DOCUMENT EXTRACT:
※
One thought that comes to mind is to include a rule in your lex file such as [^.] "UMINUS", probably making sure that it is at the end. Which should in theory make a token which never matches anything.

Good idea. I am so stuck in the yacc mindset that it is hard for me to switch and think outside the box.

For posterity, I had to do 2 things: first putting in [^.] "UMINUS in the .l file. then add a %token "UMINUS" in the .y file, for the error to go away.

Edit: The reason i say "in theory", is that I believe there is a slight difference between lex and grmtools treatment of . with respect to the inclusion of newlines with grmtools including newlines in . and lex not including them.

Looks like grmtools lexer is implemented as a loop over the list of regexes and keep track of the longest match. And the rust regex doc says . any character except new line (includes new line with s flag), so [^.] should match new line but no other characters. So, since my .l file matches [ \t\r\n], it should be safe to use [^.] as a catch-all "never match" rule.

Edit: For posterity, I had to do 2 things: first putting in - "UMINUS in the .l file. then add a %token "UMINUS" in the .y file, for the error to go away.

ratmice commented 1 year ago

Looks like grmtools lexer is implemented as a loop over the list of regexes and keep track of the longest match. And the rust regex doc says . any character except new line (includes new line with s flag)`, so [^.] should match new line but no other characters. So, since my .l file matches [ \t\r\n], it should be safe to use [^.] as a catch-all "never match" rule.

regex is configurable whether dot accepts newline via https://docs.rs/regex/latest/regex/struct.RegexBuilder.html#method.dot_matches_new_line called here: https://github.com/softdevteam/grmtools/blob/master/lrlex/src/lib/lexer.rs#L59 So I really think it should match no characters on grmtools, even if you do not have a token matching newline.

I didn't see this listed in the lex compatibility section of the docs, (And i'm working solely off of memory for lex's dot newline behavior). But maybe this is something that should be documented here. I'll try and test lex out then open a PR for the docs change if my memory is correct. In that pr perhaps we should investigate whether there is any difficulty in making a CTLexerBuilder config option for dot newline behavior.

ratmice commented 1 year ago

Testing of flex confirmed that [.] does not match newline, however it also seems to show that [^.] rather than not matching any character, matches any character including newlines instead of only newlines. This seems like an odd/unexpected behavior to me though, so I don't see at the moment with flex a good way to get a token which doesn't match. Perhaps i'm making a silly mistake?

%%
[^.] { printf("match: %s %B\n", yytext, yytext[0] == '\n');}
%%
int yywrap(){return(1);}
main(int argc, char **argv){yylex();}
ltratt commented 1 year ago

AFAIK, lex/flex predate the "semi-standarisation" of regexs that occurred after Perl-style regexs started to dominate. It's why things like vim, Unix's re_format, and so on have what to us seem to be "weird" regex formats, each a little different.
※
SOURCE MATERIAL:
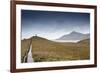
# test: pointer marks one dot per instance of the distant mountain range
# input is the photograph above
(74, 36)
※
WRITTEN TASK A:
Answer these from the grmtools thread:
(i) How is the grmtools lexer said to be implemented?
(ii) What did testing of flex confirm about [.]?
(iii) Which two tools are given as examples of regex formats that seem "weird"?
WRITTEN TASK B:
Supply the next part of the grmtools thread, starting right after its last sentence.
The data here is separate material, apart from the grmtools thread.

RESPONSE A:
(i) As a loop over the list of regexes that keeps track of the longest match.
(ii) It does not match newline.
(iii) vim and Unix's re_format.

RESPONSE B:
I did hope -- but I know I won't get around to! -- that someone might implement a "proper" lex/flex compatibility mode for lrlex that implements that particular style of regexs. It's not that I think it's a particularly good format, but it will mean that we could move from "we do whatever Rust's regex engine does" to "we run lex files the same as any other lex".

In the specific case we have here, I'm a bit neutral about whether . should match newlines or not. I lean towards thinking that both behaviours have surprises, and that breaking backwards compatibility just to opt into another surprise might not be worth it, but I can be convinced otherwise.

yuanweixin commented 1 year ago

Testing of flex confirmed that [.] does not match newline, however it also seems to show that [^.] rather than not matching any character, matches any character including newlines instead of only newlines. This seems like an odd/unexpected behavior to me though, so I don't see at the moment with flex a good way to get a token which doesn't match. Perhaps i'm making a silly mistake?

%%
[^.] { printf("match: %s %B\n", yytext, yytext[0] == '\n');}
%%
int yywrap(){return(1);}
main(int argc, char **argv){yylex();}

I think . is treated as a normal character inside character classes. For flex you could specify [^\x00-\xFF] to negate everything.

In my usage, instead of using a catch-all like [^.], I think I can use - for UMINUS, since - is already used for PLUS earlier, so UMINUS should never match.

ratmice commented 1 year ago

@yuanweixin Nice! that sounds like the best option and avoids all these of compatibility woes.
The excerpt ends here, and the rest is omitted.